> EXERCISE REQUIREMENTS
Rewrite the listing below with every "kitten's" replaced by "cat's", keeping everything else the same.

━━━━

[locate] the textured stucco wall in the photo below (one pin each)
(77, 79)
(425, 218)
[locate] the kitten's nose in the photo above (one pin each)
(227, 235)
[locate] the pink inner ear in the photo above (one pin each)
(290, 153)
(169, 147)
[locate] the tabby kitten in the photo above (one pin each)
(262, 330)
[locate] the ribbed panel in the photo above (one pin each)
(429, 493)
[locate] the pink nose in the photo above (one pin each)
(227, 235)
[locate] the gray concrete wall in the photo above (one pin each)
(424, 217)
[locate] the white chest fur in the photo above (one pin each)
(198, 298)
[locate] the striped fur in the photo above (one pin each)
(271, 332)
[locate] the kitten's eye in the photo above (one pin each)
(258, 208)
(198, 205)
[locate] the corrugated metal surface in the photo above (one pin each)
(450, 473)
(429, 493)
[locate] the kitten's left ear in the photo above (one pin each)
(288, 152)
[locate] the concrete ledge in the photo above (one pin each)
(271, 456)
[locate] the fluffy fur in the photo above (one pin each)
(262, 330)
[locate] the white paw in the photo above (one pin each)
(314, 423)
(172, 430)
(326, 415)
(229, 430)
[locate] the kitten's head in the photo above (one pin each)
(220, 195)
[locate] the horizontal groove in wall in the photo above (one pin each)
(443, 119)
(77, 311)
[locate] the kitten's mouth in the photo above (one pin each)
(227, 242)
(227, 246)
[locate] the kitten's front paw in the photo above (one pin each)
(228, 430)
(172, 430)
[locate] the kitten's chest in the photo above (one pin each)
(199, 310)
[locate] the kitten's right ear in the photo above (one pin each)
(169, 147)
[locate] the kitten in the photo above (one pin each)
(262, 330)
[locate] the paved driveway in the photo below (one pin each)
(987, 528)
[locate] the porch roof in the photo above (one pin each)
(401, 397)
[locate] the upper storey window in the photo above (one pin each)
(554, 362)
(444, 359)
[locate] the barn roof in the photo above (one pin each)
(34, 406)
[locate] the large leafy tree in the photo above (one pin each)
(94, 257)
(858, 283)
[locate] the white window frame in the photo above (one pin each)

━━━━

> REPLY TO THE TASK
[locate] the textured stucco wall in the photo below (one pin each)
(77, 79)
(425, 218)
[locate] the cat's nose in the photo above (one pin each)
(227, 235)
[locate] the pink inner ear in the photo above (one pin each)
(290, 153)
(169, 147)
[locate] the tabby kitten in the photo above (one pin each)
(262, 330)
[locate] the ribbed panel in the photo above (one pin each)
(429, 493)
[locate] the pink nose in the photo above (one pin each)
(227, 235)
[locate] the gray concrete wall in the photo above (one pin each)
(424, 217)
[locate] the white chest fur in the photo above (one pin each)
(198, 298)
[locate] the striped fur in the photo above (one pin each)
(271, 332)
[locate] the cat's eye in the photo above (one pin each)
(258, 208)
(198, 205)
[locate] the corrugated metal surface in the photo above (one pin each)
(450, 473)
(429, 493)
[locate] the cat's left ear in the photo above (one pin each)
(288, 152)
[locate] the concrete ledge in the photo above (one pin each)
(271, 456)
[locate] the fluffy fur in the photo above (one pin each)
(262, 330)
[locate] the white paw in the photo above (one pin each)
(314, 423)
(172, 430)
(326, 415)
(229, 430)
[locate] the cat's head in the photo above (one pin each)
(220, 195)
[locate] the horizontal groove in wall in the photo above (one pin each)
(443, 119)
(77, 311)
[locate] the cat's mouth in the photo above (one pin each)
(227, 242)
(227, 246)
[locate] the cat's front paw in the photo above (one pin each)
(228, 430)
(172, 430)
[locate] the cat's chest in the photo above (one pin each)
(199, 310)
[locate] the cat's right ear in the photo above (one pin each)
(169, 147)
[locate] the kitten in the photo above (one pin each)
(262, 330)
[locate] the paved driveway in the photo below (one pin each)
(987, 528)
[locate] the porch roof in the photo above (one pin each)
(401, 397)
[locate] the upper storey window in the photo above (one pin each)
(554, 362)
(444, 359)
[locate] the barn roof in the photo above (one pin each)
(34, 406)
[locate] the large leafy tree in the photo above (one pin each)
(94, 257)
(858, 283)
[locate] the white window frame in the photo above (one pin each)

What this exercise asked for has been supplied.